++++ Fragment
Pod względem branżowym styczniowe zestawienie jest w niemałym stopniu zdominowane przez spółki z branży farmaceutycznej. Mamy w nim bowiem Selvitę, Neukę i Celon Pharmę. Ponadto swoje miejsce w portfelu mają też takie sektory jak: higiena, energetyka, gaming, przemysł ciężki, finanse i turystyka.
Pod względem sytuacji na wykresie styczniowy portfel jest dość zróżnicowany. Mamy w nim bowiem trzy podmioty w wyraźnym, długoterminowym trendzie wzrostowym (Selvita, Neuca, Mercator), dwa zmieniające długoterminowy trend (Famur, Rainbow Tours), trzy przebywające w szerszych lub węższych układach horyzontalnych (Celon Pharma, Qurecus, PGE) i jeden w wyraźnym trendzie spadkowym (Gaming Factory). Warto dodać, że oprócz tego ostatniego (jest za krótko notowany na GPW) notowania wszystkich spółek ze styczniowego zestawienia przebywają powyżej 200-sesyjnej średniej kroczącej. To w szerszym ujęciu czasowym sygnał wspierający wzrostowe scenariusze. Ponadto dodajmy, że średnia wartość RSI(14) dla tego portfela to 62,6 pkt, a więc można mówić o neutralnej wycenie, choć powoli zbliżającej się do granicy wykupienia. Najniższą wartość oscylatora (47 pkt) ma Gaming Factory, a najwyższą (73 pkt) Famur. W swoich uzasadnieniach analitycy techniczni powołują się m.in. na takie sygnały, jak przełamanie linii trendu, wyjście nad wstęgę średnich kroczących, pozytywna dywergencja między kursem i oscylatorem, formacja podwójnego dna i obrona ważnej strefy wsparcia. Przypomnijmy w tym miejscu, że zgodnie z zaleceniami Komisji Nadzoru Finansowego nasz portfel jest tylko symulacją inwestycyjną, dlatego nie stosujemy w nim zleceń stop loss i take profit.
++++++++
++++ Podane pozycje
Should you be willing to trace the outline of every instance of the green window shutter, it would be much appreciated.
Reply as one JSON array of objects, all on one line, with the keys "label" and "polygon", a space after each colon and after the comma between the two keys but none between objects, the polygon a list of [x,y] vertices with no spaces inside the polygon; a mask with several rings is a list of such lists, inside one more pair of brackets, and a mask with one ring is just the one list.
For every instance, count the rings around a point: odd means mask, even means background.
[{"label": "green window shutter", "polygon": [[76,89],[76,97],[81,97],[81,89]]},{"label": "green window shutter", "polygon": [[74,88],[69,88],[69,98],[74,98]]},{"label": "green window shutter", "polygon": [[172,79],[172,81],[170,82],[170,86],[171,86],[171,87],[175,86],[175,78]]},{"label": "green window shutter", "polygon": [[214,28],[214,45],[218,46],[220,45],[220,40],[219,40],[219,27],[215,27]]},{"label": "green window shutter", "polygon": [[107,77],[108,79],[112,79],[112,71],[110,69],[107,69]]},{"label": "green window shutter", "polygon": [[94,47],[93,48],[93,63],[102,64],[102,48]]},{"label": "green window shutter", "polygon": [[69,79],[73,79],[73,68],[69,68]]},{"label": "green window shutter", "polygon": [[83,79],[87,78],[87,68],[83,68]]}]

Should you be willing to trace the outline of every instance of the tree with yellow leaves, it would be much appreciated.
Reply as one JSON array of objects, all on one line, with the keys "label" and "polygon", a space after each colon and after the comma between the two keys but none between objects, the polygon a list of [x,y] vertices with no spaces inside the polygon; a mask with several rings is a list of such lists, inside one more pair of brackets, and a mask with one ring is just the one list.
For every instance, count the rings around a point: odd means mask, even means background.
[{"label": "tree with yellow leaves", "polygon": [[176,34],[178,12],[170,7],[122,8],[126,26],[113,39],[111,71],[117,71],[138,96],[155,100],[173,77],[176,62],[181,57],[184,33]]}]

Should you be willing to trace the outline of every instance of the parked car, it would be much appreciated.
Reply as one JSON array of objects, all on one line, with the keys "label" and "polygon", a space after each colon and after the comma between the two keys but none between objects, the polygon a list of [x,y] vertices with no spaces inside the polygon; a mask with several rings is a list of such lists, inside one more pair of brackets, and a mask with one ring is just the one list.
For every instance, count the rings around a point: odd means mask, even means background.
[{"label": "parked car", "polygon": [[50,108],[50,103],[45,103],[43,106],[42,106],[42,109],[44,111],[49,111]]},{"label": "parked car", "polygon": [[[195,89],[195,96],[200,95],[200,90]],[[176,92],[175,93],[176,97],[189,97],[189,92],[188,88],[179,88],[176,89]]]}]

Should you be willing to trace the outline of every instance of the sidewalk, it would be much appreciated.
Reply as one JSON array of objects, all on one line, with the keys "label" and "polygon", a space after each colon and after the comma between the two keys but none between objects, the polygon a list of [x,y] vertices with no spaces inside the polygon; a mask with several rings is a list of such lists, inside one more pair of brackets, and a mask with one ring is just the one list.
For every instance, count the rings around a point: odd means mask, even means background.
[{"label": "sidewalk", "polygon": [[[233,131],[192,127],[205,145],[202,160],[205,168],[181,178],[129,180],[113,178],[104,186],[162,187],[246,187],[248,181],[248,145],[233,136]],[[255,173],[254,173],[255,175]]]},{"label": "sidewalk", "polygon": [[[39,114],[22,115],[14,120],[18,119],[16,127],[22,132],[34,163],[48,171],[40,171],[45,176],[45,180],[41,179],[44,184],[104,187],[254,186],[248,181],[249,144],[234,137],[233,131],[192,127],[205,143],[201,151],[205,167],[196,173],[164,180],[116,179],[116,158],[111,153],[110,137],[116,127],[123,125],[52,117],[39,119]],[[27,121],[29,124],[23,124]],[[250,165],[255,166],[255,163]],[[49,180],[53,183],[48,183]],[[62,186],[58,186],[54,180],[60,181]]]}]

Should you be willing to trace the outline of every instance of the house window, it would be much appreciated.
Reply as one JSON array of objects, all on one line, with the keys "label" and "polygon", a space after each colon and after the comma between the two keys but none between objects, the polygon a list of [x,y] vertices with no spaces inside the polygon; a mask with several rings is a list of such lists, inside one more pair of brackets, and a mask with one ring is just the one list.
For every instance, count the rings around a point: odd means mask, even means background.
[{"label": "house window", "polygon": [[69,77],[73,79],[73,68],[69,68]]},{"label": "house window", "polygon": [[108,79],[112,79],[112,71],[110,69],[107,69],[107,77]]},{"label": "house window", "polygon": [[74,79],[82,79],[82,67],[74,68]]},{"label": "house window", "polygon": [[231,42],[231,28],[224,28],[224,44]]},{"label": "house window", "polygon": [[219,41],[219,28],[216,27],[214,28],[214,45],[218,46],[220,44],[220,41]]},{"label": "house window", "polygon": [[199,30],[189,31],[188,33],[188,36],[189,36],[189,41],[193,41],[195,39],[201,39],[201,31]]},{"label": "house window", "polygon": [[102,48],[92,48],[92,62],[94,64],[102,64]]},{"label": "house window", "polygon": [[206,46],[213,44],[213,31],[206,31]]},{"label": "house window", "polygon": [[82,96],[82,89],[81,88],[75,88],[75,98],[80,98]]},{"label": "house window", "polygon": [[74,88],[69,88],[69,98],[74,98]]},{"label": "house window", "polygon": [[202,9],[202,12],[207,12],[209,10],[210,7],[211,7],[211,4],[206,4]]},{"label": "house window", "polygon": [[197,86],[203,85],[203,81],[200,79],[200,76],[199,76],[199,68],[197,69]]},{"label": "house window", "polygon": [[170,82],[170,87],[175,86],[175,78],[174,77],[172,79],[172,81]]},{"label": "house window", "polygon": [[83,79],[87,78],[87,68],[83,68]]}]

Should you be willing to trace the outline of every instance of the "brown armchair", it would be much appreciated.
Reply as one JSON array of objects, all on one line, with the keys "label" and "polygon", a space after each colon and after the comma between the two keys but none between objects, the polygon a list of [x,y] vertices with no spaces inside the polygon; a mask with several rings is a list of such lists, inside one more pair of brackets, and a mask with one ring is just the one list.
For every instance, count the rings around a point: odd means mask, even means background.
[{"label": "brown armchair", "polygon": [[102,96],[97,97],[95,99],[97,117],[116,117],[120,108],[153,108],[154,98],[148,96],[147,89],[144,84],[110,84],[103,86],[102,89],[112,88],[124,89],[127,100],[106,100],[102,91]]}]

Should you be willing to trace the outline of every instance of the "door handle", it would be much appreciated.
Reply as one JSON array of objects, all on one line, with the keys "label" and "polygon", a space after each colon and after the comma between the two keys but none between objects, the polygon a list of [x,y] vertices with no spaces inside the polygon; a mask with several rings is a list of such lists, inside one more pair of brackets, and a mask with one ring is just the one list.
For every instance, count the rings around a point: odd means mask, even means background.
++++++++
§ **Zadanie**: Przepisz z fragmentu wszystko od słów „Pod względem branżowym” aż do słów „finanse i turystyka.”, zmieniając „turystyka” na „logistyka”.

§ **Rozwiązanie zadania**:
Pod względem branżowym styczniowe zestawienie jest w niemałym stopniu zdominowane przez spółki z branży farmaceutycznej. Mamy w nim bowiem Selvitę, Neukę i Celon Pharmę. Ponadto swoje miejsce w portfelu mają też takie sektory jak: higiena, energetyka, gaming, przemysł ciężki, finanse i logistyka.